**Sezione del documento**.

============================================================

Omeopatia musicale: pillole per attenuare il male dell'insensibilità culturale dilagante.
Curarsi con la musica senza necessariamente ricorrere al suono...

venerdì, luglio 18, 2008

Giovanni Sollima: sporcarsi le mani

L’aspetto che mi ha affascinato fin dal nostro primo incontro nell’attitudine musicale di Giovanni Sollima è l’assoluta naturalezza del suo rapporto con la musica. Non sembri un fatto scontato. Né lo si attribuisca automaticamente al suo essere figlio d’arte (il padre Eliodoro, lo ricordiamo, è stato compositore affermato ed ottimo musicista). La fluida spontaneità con la quale Giovanni Sollima parla di musica, scrive musica e la suona, l’immediata semplicità con la quale passa da un ruolo all’altro (dal compositore all’interprete, al commentatore) è qualcosa che appartiene alla sfera del talento. Ovvero a quella sfera nella quale, nonostante gli sforzi di schiere di studiosi, facciamo davvero fatica ad entrare per spiegare i segreti dell’artista, o dello scienziato, dell’inventore, o del genio. Peraltro, essendo ancora noi nipoti del romanticismo, talento e genio sono parole che usiamo con singolare casualità. Sono, nella maggior parte dei casi, parole frutto della meraviglia, di quello stupore infantile, per dirla con Mircea Elide, che ci prende dinanzi alla semplicità. Non dunque una forma di sindrome di Stendhal. Questa ha a che fare col ‘grandioso’, col ‘sublime’, con l’incommensurabile e l’ineffabile. Il talento, e la sua forma suprema, il genio, ha a che vedere con la natura nella sua forma più ‘naturale’. Ed è questo che stupisce in Giovanni Sollima: la facilità di comunicare in primo luogo la sua passione per l’arte in cui eccelle, e di trasformare tale comunicazione in un’emozione.

============================================================

**Obiettivo A**. Puoi citare alla lettera il passo dell'articolo su Giovanni Sollima che inizia con le parole "Omeopatia musicale: pillole" e si chiude dopo le parole "ricorrere al suono..."?
**Obiettivo B**. Come si traduce in inglese questa frase dell'articolo su Giovanni Sollima: «Il talento, e la sua forma suprema, il genio, ha a che vedere con la natura nella sua forma più ‘naturale’.»?

Dati di annotazione sulla posizione degli oggetti:
============================================================

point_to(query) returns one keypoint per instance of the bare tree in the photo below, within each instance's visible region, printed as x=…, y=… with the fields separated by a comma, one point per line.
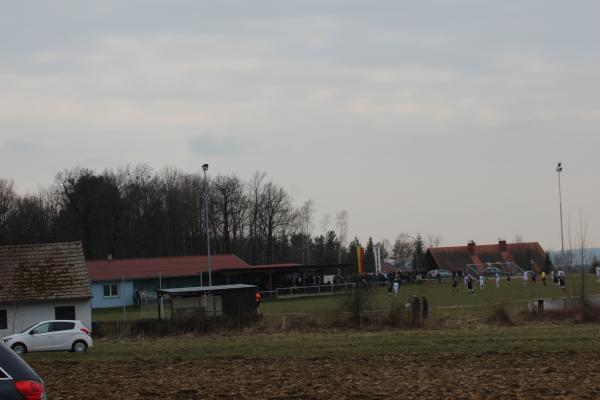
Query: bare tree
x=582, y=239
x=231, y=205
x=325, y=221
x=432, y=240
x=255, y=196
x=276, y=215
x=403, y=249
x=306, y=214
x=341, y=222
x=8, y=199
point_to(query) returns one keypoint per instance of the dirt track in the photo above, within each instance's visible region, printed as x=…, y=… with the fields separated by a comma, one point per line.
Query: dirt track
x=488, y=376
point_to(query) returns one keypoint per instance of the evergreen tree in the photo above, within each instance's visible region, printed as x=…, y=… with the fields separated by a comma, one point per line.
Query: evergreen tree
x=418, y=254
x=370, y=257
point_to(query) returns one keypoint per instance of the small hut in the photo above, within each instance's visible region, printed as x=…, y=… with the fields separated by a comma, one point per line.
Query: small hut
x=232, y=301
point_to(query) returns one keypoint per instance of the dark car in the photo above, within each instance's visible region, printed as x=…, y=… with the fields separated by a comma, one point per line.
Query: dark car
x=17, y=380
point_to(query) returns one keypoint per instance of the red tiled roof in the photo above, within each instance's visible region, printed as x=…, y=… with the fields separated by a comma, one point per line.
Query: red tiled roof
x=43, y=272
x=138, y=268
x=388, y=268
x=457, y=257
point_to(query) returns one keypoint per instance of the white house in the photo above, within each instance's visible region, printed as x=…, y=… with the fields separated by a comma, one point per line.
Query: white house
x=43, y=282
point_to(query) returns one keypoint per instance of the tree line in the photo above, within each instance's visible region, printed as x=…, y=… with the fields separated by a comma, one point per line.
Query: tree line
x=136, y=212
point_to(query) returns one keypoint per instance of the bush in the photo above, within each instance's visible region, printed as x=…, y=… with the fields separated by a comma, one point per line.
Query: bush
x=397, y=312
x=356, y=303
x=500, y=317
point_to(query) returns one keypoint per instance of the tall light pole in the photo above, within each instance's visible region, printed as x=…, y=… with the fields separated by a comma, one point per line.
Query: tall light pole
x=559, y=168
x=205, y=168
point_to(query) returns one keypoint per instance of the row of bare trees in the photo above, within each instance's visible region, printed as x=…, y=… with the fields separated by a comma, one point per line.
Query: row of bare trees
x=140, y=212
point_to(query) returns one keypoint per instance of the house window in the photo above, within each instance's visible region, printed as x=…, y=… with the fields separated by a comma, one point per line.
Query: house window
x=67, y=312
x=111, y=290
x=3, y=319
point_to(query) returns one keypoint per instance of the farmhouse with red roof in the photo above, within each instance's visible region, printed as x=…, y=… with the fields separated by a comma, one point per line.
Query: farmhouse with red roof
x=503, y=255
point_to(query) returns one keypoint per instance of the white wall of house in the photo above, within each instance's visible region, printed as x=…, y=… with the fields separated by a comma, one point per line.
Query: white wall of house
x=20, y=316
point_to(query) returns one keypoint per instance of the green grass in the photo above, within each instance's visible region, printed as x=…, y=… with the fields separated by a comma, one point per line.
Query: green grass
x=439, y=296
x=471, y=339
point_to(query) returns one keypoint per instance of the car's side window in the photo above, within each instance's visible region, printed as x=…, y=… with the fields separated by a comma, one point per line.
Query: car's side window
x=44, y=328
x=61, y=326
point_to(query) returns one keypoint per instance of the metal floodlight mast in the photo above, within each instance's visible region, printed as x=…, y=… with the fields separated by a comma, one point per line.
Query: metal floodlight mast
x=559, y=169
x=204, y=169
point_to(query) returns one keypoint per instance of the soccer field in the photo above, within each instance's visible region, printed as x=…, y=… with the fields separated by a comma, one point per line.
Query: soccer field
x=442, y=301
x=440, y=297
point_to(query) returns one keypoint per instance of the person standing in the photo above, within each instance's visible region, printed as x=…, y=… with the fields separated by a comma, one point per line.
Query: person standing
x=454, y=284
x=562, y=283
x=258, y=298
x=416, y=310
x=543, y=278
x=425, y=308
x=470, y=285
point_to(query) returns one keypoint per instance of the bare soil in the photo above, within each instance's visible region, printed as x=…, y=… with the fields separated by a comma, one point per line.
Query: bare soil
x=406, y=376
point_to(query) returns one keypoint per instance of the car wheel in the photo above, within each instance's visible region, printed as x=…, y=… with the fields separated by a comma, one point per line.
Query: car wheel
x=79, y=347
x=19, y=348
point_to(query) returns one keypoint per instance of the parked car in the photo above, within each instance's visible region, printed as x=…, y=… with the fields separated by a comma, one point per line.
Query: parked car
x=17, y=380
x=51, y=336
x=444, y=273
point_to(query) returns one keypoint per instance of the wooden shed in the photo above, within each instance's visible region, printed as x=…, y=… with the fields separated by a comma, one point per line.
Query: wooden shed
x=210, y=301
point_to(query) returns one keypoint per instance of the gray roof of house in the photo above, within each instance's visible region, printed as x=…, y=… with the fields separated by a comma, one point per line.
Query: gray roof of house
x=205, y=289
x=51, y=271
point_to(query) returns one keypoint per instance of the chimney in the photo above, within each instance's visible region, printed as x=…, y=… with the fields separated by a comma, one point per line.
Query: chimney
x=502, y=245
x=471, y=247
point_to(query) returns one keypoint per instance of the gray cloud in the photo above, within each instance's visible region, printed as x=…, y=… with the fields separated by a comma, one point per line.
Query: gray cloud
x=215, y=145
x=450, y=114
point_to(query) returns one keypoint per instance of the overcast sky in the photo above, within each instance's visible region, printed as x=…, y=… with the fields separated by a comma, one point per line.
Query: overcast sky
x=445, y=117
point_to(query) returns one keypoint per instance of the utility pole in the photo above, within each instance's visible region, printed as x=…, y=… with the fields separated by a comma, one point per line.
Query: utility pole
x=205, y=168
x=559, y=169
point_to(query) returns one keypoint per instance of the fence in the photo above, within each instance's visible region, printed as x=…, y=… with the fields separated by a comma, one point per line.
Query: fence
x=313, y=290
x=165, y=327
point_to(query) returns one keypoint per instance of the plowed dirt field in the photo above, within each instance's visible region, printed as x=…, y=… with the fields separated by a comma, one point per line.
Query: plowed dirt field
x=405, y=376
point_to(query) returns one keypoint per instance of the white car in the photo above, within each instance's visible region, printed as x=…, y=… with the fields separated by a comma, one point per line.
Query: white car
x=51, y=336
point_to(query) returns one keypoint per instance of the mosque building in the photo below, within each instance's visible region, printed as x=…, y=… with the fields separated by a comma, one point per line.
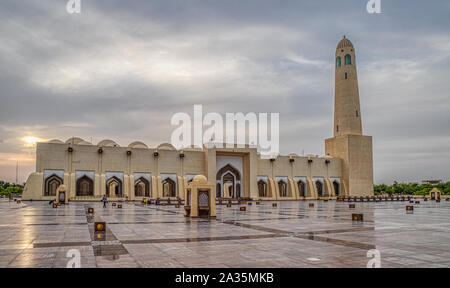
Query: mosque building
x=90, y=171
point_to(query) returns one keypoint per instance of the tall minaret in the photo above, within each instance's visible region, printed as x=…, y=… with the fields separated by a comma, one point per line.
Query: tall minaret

============================================================

**Risultato A**.
Omeopatia musicale: pillole per attenuare il male dell'insensibilità culturale dilagante.
Curarsi con la musica senza necessariamente ricorrere al suono...

**Risultato B**. Talent, and its supreme form, genius, has to do with nature in its most 'natural' form.